AIM - Write out all entries word for word.

DATASET CONTENT -
>> Begin
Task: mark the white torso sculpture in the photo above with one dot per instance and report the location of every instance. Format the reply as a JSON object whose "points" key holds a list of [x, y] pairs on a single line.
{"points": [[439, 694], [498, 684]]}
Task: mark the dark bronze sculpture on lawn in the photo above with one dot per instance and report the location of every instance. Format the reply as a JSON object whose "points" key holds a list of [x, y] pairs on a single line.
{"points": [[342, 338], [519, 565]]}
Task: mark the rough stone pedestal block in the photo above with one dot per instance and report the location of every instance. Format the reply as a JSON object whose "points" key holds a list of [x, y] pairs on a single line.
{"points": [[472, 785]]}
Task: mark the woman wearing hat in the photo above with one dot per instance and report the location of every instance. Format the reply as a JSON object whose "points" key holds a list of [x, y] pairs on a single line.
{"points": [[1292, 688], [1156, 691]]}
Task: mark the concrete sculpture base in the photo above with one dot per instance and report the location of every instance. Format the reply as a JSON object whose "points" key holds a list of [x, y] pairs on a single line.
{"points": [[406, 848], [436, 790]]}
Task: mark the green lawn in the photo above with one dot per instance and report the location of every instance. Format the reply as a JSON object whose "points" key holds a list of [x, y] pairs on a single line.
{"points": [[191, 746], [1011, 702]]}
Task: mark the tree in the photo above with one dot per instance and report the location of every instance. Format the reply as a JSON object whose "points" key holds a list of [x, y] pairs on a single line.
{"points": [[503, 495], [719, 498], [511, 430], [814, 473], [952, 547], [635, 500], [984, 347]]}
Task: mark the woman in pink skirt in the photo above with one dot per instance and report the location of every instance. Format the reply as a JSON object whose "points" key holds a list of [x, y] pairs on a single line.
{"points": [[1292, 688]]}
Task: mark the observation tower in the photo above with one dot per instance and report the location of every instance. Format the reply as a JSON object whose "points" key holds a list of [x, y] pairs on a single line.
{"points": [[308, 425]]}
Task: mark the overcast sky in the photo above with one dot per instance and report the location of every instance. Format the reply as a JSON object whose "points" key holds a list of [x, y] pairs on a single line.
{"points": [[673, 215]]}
>> End
OUTPUT FOR THIS EXERCISE -
Task: mark the white torso sculpture in the photo above with one dot per instance and report the location of every instance. Format the reply as a JSON object whose "points" key holds a list of [x, y] pairs on a single line.
{"points": [[439, 694], [498, 684]]}
Task: mark the dark bronze sculpture on lawn in the photo above with one dot per instance and report the location of every instance. Format the reply as a JSON object whose "points" key holds a list of [x, y] pairs on a single line.
{"points": [[342, 338], [519, 565]]}
Task: mark the rough stone pedestal block in the photo above with one dot per instance and report the location of every instance. Format the reply as a JSON object whose "points" key holds a list of [x, y] pairs on a single line.
{"points": [[472, 785]]}
Task: mark the woman wearing hat in the photo above with one dot per instance and report the location of every instance. Format the reply as a JSON object whose "points" key holds a list of [x, y] pairs on a single line.
{"points": [[1292, 688], [1156, 691]]}
Task: mark the concrete sculpture base in the photo above with one dot per instance and report the location of every instance. Format the reply as a JSON object whose "points" key holds a list of [x, y] pairs on a single line.
{"points": [[406, 848], [436, 790]]}
Task: mark the green lawn in the photo above with one dot per instance and report the location of every instance. Format the reply as a JSON object whose "points" key holds a list of [x, y] pairs on a single line.
{"points": [[191, 746], [1011, 702]]}
Task: mark the tree in the photo above with one dot per instance and report the location of every instance. Format the reply as a JSON object whose "points" key holds a list of [x, y] pairs on a single line.
{"points": [[503, 495], [719, 498], [511, 430], [814, 473], [952, 547], [635, 500], [984, 347]]}
Task: mark the woman in pink skirt in the photo above with one dot per instance and report the location of every instance. Format the reply as a JSON object whose "points" key holds a list of [x, y] pairs on a single line.
{"points": [[1292, 688]]}
Task: mark the observation tower in the photo above with one dot per instance and report the location of every instance. Format the reply as a JSON object whose "points" key holds a list of [x, y] pairs on a single line.
{"points": [[308, 425]]}
Task: mark the overcast sky in the photo above with one dot per instance and report the location of every instance. Format the reply as a JSON object whose "points" key holds a list of [x, y] pairs on a single line.
{"points": [[673, 215]]}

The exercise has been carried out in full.